Try it = Below is a block of records: output all of them exactly and leave out the pictures.

Information shown Block Start

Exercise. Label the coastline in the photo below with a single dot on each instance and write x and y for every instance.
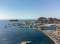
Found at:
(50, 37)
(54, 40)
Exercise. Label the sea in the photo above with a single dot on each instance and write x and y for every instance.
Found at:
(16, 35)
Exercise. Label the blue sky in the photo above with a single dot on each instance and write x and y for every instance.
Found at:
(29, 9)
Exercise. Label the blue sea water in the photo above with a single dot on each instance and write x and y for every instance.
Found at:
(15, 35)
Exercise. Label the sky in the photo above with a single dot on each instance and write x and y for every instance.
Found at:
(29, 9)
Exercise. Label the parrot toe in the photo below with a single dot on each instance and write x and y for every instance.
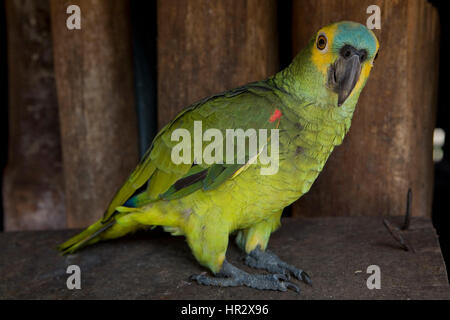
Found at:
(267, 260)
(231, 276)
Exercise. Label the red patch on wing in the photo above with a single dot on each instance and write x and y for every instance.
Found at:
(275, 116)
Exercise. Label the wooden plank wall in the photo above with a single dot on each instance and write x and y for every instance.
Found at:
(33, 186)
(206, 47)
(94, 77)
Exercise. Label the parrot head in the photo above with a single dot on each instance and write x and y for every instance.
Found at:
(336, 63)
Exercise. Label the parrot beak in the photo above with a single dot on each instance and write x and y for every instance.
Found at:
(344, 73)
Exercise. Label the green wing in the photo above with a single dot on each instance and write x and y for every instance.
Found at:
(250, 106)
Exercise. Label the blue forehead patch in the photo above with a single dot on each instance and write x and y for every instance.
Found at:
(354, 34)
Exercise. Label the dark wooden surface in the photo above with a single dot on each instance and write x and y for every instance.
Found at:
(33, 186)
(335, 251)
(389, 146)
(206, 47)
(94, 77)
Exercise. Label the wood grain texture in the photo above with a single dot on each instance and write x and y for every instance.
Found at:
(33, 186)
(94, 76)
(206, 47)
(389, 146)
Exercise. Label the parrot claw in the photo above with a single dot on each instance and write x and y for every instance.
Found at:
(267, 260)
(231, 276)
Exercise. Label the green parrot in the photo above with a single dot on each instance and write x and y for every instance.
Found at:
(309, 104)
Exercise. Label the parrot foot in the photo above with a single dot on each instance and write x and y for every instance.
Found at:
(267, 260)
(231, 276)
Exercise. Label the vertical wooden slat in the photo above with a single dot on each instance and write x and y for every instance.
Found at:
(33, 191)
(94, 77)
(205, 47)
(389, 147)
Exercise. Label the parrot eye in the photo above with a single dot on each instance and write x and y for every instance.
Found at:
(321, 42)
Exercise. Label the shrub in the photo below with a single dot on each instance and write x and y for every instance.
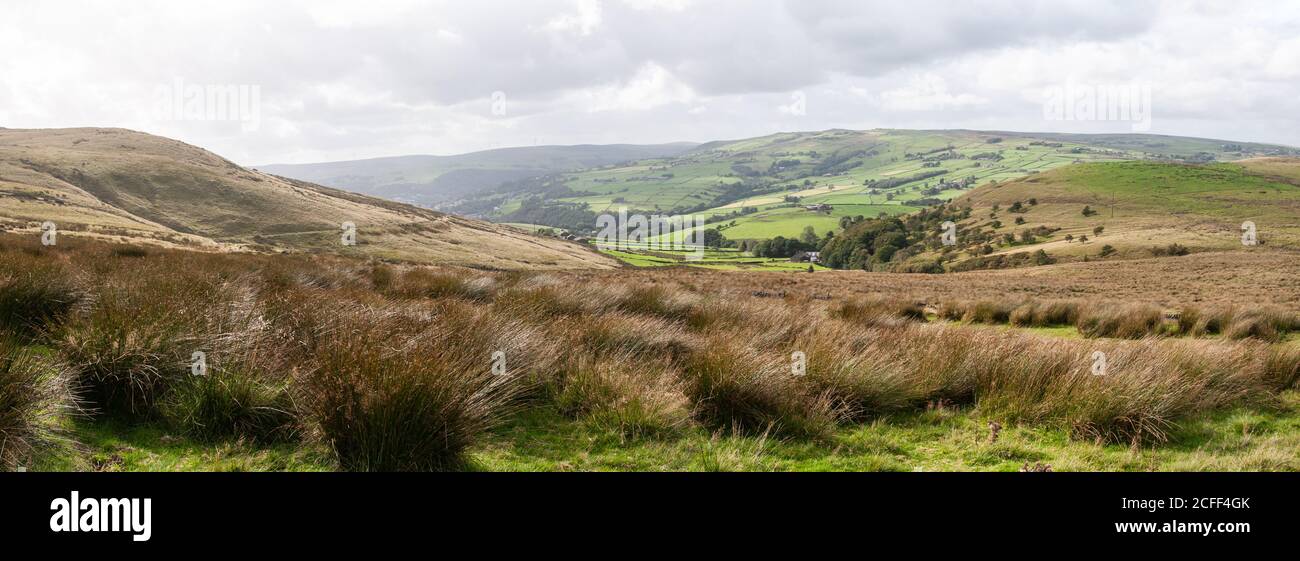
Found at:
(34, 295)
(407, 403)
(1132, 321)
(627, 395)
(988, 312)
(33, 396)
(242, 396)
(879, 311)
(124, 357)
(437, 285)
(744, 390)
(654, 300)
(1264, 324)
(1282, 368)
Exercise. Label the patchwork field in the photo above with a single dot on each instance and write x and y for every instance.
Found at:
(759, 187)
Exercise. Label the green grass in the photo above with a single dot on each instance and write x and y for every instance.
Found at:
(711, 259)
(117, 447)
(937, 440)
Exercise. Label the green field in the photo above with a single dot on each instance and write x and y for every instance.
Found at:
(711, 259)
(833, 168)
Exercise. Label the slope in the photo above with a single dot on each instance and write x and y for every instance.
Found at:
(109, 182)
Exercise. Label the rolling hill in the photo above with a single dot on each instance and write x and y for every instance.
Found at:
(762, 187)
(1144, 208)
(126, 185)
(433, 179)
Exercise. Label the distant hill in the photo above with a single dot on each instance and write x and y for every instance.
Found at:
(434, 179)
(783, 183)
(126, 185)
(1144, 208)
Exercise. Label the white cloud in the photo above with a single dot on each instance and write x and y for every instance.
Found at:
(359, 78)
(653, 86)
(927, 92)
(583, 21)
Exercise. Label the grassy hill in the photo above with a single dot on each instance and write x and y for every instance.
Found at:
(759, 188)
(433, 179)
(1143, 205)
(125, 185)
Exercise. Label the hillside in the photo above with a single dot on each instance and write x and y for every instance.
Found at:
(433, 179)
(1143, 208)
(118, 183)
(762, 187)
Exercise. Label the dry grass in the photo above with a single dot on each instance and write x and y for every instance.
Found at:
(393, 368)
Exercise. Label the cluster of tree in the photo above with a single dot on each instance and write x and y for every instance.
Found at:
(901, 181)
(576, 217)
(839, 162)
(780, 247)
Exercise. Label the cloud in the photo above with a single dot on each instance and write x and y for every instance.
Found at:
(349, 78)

Information shown Block End

Written solution =
Exercise. Label the coastline in the photo below with a single dot on each instance and write x and y for every instance.
Found at:
(50, 37)
(54, 40)
Exercise. Label the sea in the photo above with a single dot on each instance and write x and y for every instance.
Found at:
(16, 35)
Exercise. Label the blue sky in the photo above with a single dot on each instance and write x and y for every instance.
Found at:
(29, 9)
Exercise. Label the blue sea water in the photo above with a single dot on each instance and write x and y for every instance.
Found at:
(15, 35)
Exercise. Label the sky in the photo above with a single dot on each instance and write x and y for every instance.
Found at:
(29, 9)
Exercise. Label the parrot toe in the photo below with a single dot on each instance and write x and y for every instance.
Found at:
(267, 260)
(231, 276)
Exercise. Label the red patch on wing in the photo above with a single dot on each instance and write x and y for every instance.
Found at:
(275, 116)
Exercise. Label the wooden plank wall in the photo above with a single dot on each instance and write x and y for every instance.
Found at:
(33, 186)
(206, 47)
(94, 77)
Exercise. Label the parrot head in the photo above with a single dot on each instance and write x and y for every instance.
Found at:
(336, 63)
Exercise. Label the parrot beak in the photo above with a single dot on each instance and write x and y for every instance.
Found at:
(344, 73)
Exercise. Label the green wing in the photo above with a single dot on each instance and write x and y for every instance.
Found at:
(250, 106)
Exercise. Label the blue forehead patch in the photo above with a single dot on each instance and write x and y for every instance.
Found at:
(354, 34)
Exercise. Label the dark wooden surface in the photo above with a single dot on each instance and write x and y for every instance.
Found at:
(33, 186)
(335, 251)
(389, 146)
(206, 47)
(94, 77)
Exercise. Label the wood grain texture in the photo above with a single dot on each instance and write x and y for every instance.
Found at:
(33, 186)
(94, 76)
(206, 47)
(389, 146)
Exercise. Label the parrot claw in the photo above with a single dot on each instance and write x and y for every instance.
Found at:
(267, 260)
(231, 276)
Exercise. Label the green parrot in the photo above with a single dot on each instance and write x and y for every instance.
Found at:
(309, 104)
Exercise. Label the parrot foot in the photo above with a single dot on each instance and write x and y for every instance.
Found at:
(267, 260)
(231, 276)
Exercise. Label the vertical wooden slat in the photo above with a single dot on each instance and write x and y for every instance.
Found at:
(33, 191)
(94, 77)
(205, 47)
(389, 147)
Exercise. Label the parrot eye in the photo above with a single dot on each instance and write x and y for every instance.
Found at:
(321, 42)
Exercise. Label the shrub in the photo below with a single dot on each instance and write x and y for every instance.
Found at:
(34, 295)
(407, 403)
(1132, 321)
(627, 395)
(988, 312)
(33, 396)
(242, 396)
(879, 311)
(124, 357)
(437, 285)
(744, 390)
(654, 300)
(1264, 324)
(1282, 368)
Exercise. Label the patchwork field in the photo above with a single dot on each instance and write x and y for every instance.
Found at:
(759, 187)
Exercise. Label the green grass in the photo above with a single dot on each instance and write x and y for every instance.
Found at:
(711, 259)
(117, 447)
(937, 440)
Exercise. Label the green field in the photo above with a single dot on each instance and write x and y for every instance.
Found at:
(711, 259)
(833, 168)
Exercise. Label the slope in the photo above with a single dot on each instance and write x and y for every instance.
Found at:
(109, 182)
Exercise. Label the rolling hill in the photo above with a single dot on each instance and write x and y for every instance.
Found at:
(762, 187)
(1144, 208)
(126, 185)
(433, 179)
Exercise. Label the distant hill in the photo above with a single dot on each instance and write x and y for every instance.
Found at:
(434, 179)
(783, 183)
(126, 185)
(1144, 208)
Exercise. Label the white cloud in the photo above with a single dot on each instance and write x and y for every instance.
Found at:
(359, 78)
(653, 86)
(927, 92)
(583, 21)
Exercise. Label the grassy hill in the photo above with a single dot on each instance and write x and y for every instance.
Found at:
(759, 188)
(433, 179)
(1143, 205)
(125, 185)
Exercise. Label the hillside in the photo above with a single dot on each instance and write x and y for every instance.
Found at:
(433, 179)
(1143, 208)
(118, 183)
(762, 187)
Exercise. Label the dry grass in the photo above with a single dot on each instance and write x and y for every instance.
Found at:
(393, 368)
Exercise. Label the cluster of tree in the photo above with a single dot on each instance and write x and y for every instance.
Found at:
(901, 181)
(576, 217)
(839, 162)
(780, 247)
Exercise. Label the cloud in the photo above with a single dot on each instance and write x and y for every instance.
Found at:
(349, 78)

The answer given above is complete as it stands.